---------- TEXT SECTION ----------

- The Federal Open Market Committee’s (FOMC) minutes from the meeting that took place over July 28-29 showed that participants continued to be very concerned about the health and economic impact of COVID-19. As such, they decided to maintain the target range for the federal funds rate at 0 to ¼ percent. Participants expected to maintain this range until they were confident that the economy was well on its way to achieving the maximum employment and price stability objectives.
- FOMC members were particularly keen to note the important role fiscal policy has to play during this crisis. Fiscal support, particularly from the CARES Act has been “very important in granting financial relief to millions of families” and it has supported consumer expenditures. Members observed that with some provisions in the CARES Act expiring, additional fiscal aid will likely be important for supporting vulnerable families and the economy as a whole in the period ahead.
- Participants also recognized the operational difficulties faced by businesses. Supply chain disruptions, reopening and closing challenges as well as employee absenteeism has had a significant impact on business investment. Here too, members saw fiscal policy playing a particularly important role in supporting business activity.

---------- PROVIDED MATERIAL ----------

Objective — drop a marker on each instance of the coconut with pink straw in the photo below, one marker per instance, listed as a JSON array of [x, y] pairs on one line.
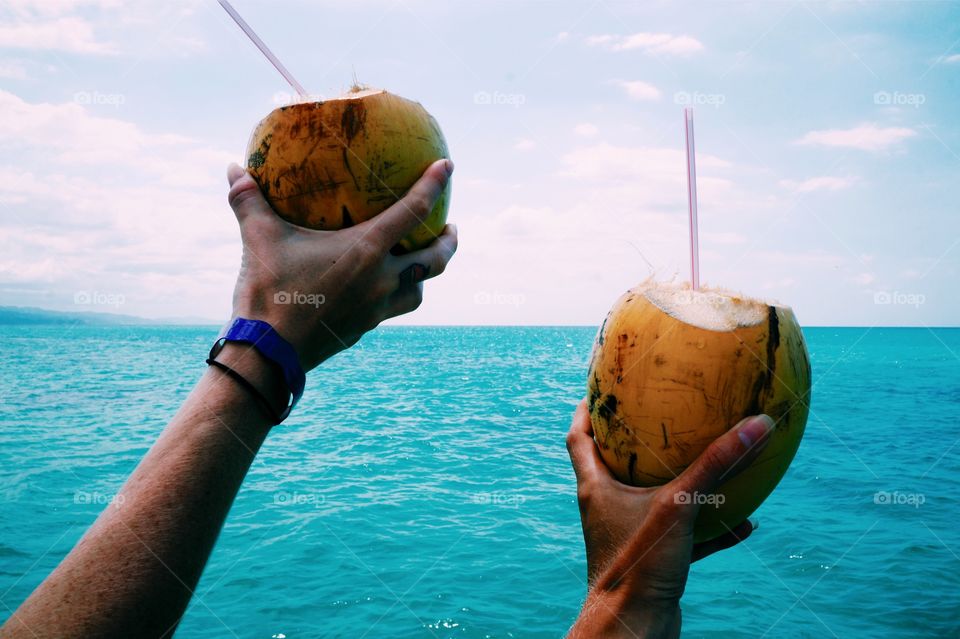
[[676, 364]]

----------

**ASSIGNMENT:** In the FOMC minutes summary, what target range for the federal funds rate did participants decide to maintain? Answer from the FOMC minutes summary alone.

**YOUR RESPONSE:** 0 to ¼ percent.